* Supplied material:
☆ ☆ ☆ ☆
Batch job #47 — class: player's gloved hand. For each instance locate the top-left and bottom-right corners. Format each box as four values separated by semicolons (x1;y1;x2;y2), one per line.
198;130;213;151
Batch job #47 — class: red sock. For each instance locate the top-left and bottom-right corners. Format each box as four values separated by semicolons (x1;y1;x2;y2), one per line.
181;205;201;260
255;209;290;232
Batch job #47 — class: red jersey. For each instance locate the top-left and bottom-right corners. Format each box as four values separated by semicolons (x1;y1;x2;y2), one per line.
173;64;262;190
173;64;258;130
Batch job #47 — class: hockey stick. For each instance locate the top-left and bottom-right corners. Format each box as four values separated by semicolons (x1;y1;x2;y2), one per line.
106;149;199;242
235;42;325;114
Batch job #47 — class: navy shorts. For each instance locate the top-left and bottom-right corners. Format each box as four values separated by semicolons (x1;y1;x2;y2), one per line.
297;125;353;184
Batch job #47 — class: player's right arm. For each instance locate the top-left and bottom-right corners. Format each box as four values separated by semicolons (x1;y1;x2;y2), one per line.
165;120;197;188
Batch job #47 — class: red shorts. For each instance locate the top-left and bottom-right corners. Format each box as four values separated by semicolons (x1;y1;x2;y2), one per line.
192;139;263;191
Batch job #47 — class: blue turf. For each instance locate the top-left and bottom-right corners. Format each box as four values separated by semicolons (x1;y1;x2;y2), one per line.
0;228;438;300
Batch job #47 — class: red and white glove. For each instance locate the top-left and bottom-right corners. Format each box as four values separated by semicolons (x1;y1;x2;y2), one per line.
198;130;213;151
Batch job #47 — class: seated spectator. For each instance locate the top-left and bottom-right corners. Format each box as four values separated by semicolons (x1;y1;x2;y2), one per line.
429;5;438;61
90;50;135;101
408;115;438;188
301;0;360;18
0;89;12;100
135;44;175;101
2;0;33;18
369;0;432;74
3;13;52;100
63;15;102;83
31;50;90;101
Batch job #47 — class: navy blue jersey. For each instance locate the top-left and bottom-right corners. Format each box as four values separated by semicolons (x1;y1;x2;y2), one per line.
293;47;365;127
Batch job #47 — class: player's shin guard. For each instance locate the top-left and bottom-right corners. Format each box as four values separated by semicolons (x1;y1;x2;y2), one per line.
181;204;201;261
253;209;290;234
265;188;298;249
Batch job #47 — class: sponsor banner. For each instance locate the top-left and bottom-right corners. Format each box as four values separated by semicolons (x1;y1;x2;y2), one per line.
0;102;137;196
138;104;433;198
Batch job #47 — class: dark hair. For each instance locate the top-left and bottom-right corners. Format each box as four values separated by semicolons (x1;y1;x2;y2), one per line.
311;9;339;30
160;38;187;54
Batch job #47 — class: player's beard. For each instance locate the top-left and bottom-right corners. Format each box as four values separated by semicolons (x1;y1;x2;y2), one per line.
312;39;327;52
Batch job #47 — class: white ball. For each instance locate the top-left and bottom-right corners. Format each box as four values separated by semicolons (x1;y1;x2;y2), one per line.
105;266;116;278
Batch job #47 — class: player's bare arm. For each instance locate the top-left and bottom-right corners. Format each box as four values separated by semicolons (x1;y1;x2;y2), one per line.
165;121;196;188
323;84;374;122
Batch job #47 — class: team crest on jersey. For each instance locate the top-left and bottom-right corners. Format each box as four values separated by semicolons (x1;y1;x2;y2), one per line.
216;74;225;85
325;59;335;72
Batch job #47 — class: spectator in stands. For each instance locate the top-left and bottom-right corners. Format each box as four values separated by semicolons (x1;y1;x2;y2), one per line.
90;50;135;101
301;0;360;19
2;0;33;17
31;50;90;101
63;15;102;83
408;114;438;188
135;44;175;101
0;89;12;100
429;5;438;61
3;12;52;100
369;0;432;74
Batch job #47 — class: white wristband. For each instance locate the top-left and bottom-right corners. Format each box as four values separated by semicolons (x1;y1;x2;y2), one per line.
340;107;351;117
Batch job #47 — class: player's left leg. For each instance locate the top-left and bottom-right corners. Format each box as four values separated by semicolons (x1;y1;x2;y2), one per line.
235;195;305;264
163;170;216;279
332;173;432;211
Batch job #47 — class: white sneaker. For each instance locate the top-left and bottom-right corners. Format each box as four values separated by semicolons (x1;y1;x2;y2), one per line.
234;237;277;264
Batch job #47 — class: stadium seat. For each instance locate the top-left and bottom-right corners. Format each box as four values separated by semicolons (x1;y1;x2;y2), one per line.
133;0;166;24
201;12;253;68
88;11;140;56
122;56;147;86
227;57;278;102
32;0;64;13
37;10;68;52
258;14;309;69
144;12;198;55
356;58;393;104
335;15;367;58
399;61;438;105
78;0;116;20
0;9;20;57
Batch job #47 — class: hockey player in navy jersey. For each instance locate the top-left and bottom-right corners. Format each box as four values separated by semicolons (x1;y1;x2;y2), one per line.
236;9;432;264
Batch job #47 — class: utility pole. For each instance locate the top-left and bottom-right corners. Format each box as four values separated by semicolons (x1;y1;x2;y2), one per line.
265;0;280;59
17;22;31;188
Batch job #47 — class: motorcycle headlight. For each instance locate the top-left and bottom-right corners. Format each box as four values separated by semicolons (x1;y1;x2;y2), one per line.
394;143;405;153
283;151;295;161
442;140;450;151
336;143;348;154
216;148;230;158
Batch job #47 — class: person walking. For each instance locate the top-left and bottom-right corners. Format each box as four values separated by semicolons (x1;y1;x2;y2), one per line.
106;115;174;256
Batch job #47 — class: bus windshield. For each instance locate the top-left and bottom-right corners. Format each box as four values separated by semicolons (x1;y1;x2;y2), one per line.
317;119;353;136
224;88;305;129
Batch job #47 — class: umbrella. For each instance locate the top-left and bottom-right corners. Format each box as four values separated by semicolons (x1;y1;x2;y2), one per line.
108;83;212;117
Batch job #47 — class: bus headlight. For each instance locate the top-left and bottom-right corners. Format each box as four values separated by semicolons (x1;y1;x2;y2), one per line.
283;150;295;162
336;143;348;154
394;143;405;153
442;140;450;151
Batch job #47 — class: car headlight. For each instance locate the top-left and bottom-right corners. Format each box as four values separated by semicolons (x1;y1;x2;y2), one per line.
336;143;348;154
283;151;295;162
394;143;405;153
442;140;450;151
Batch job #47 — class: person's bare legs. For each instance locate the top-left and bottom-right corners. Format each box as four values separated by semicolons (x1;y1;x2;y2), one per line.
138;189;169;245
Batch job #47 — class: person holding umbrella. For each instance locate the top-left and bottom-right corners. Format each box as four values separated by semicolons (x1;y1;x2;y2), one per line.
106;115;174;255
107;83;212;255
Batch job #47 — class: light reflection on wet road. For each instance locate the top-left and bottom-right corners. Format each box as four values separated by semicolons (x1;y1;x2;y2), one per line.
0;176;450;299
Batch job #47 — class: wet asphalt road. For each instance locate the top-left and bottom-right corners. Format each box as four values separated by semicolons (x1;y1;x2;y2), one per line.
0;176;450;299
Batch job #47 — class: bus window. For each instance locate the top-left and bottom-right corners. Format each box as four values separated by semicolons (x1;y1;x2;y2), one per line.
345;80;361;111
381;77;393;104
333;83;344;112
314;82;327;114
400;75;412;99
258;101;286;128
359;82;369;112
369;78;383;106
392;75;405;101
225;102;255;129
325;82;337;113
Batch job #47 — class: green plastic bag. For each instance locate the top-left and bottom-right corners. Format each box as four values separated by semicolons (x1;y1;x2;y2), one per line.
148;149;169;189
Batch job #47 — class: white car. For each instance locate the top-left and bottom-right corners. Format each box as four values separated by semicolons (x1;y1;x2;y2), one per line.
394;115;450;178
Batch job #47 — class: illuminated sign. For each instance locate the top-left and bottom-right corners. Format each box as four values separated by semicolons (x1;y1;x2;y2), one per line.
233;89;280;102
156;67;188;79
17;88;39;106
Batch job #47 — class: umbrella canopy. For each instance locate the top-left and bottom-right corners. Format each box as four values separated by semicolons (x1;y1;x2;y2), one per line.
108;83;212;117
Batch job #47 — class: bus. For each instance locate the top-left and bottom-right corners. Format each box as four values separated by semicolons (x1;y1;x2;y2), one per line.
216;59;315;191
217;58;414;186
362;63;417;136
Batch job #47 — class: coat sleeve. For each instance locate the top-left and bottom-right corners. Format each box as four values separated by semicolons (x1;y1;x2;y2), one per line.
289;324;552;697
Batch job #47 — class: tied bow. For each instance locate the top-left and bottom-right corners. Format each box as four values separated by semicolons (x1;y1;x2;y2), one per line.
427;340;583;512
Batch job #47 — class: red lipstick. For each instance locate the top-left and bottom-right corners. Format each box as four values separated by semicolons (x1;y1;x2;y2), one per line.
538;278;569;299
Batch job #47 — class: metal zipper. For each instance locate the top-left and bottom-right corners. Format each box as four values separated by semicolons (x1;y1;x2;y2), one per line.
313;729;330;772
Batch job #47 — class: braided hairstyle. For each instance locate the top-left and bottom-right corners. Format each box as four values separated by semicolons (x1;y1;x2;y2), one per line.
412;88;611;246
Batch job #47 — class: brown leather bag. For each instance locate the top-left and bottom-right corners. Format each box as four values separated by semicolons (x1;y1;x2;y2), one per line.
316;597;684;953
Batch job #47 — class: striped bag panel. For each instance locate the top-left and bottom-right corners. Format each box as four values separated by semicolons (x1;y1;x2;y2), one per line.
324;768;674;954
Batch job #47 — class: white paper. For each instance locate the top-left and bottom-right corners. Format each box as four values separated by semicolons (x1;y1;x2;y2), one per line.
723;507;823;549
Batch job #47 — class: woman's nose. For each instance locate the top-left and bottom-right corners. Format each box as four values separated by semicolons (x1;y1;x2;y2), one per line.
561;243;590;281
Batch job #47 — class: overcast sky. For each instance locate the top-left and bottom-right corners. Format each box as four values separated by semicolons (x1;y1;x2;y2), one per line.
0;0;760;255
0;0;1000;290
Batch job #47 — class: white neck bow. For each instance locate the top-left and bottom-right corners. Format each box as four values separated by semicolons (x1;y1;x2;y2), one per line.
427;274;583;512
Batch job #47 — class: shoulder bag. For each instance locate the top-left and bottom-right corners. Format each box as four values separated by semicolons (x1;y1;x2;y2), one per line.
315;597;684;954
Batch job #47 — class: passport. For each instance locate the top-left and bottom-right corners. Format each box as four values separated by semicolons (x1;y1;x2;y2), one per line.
☆ ☆ ☆ ☆
Reproduce the lines of the listing verbatim, starting at the line that contains "Batch job #47 — class: player's bare" and ending at the line that contains "340;107;351;117", with both of those lines included.

* Output for this task:
Batch job #47 — class: player's bare arm. For each instance locate the top-left and bottom-right corners. Format each box as four values separated by semicolons (x1;y1;x2;y2), one per line.
165;121;196;188
323;84;374;122
Batch job #47 — class: team crest on jersey. For each instance locate the top-left and bottom-right corners. Format each box as four values separated by semicolons (x1;y1;x2;y2), one per line.
216;74;225;85
325;59;335;72
Batch job #47 — class: spectator in stands. For each instance locate the top-left and bottom-right corners. Format each box as four values separated by semicolons (x1;y1;x2;y2), one per line.
90;50;135;101
301;0;360;19
2;0;33;17
31;50;90;101
63;15;102;83
408;114;438;188
135;44;175;101
0;89;12;100
429;5;438;61
3;12;52;100
369;0;432;74
Batch job #47 — class: white wristband. For each instance locate the top-left and bottom-right corners. Format each box as four values separated by semicolons (x1;y1;x2;y2), one per line.
340;107;351;117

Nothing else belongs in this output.